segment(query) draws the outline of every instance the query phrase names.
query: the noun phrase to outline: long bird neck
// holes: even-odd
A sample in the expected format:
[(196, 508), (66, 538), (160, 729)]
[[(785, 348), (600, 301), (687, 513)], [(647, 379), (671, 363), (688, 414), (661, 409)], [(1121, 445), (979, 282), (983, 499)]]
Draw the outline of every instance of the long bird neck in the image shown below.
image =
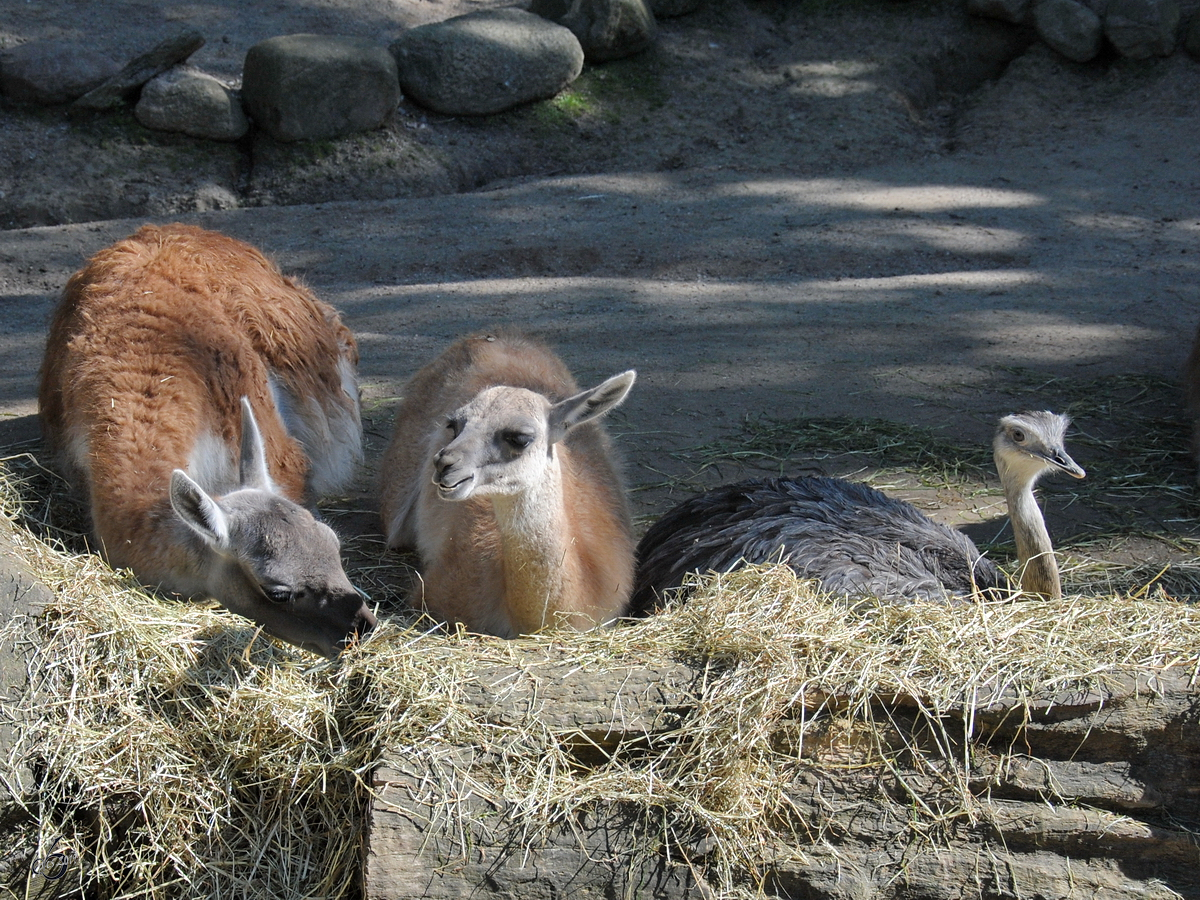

☆ ☆ ☆

* WHAT IS BEING ASKED
Update the items above by replacing "long bird neck" with "curved bird neck" everywhere it occurs, keeping every other line unchanged. Leave the pictures out of your answer.

* WRITTEN REPLY
segment(query) draws the outline of every instance the query phrase names.
query: the noun phrase to outline: curved bird neck
// holes: even-odd
A sample in the expected format:
[(196, 508), (66, 538), (160, 729)]
[[(785, 348), (600, 301), (687, 513)], [(647, 379), (671, 363), (688, 414), (661, 409)], [(1121, 445), (979, 282), (983, 499)]]
Draw the outline of every instance of the curved bird neck in the image shown below.
image =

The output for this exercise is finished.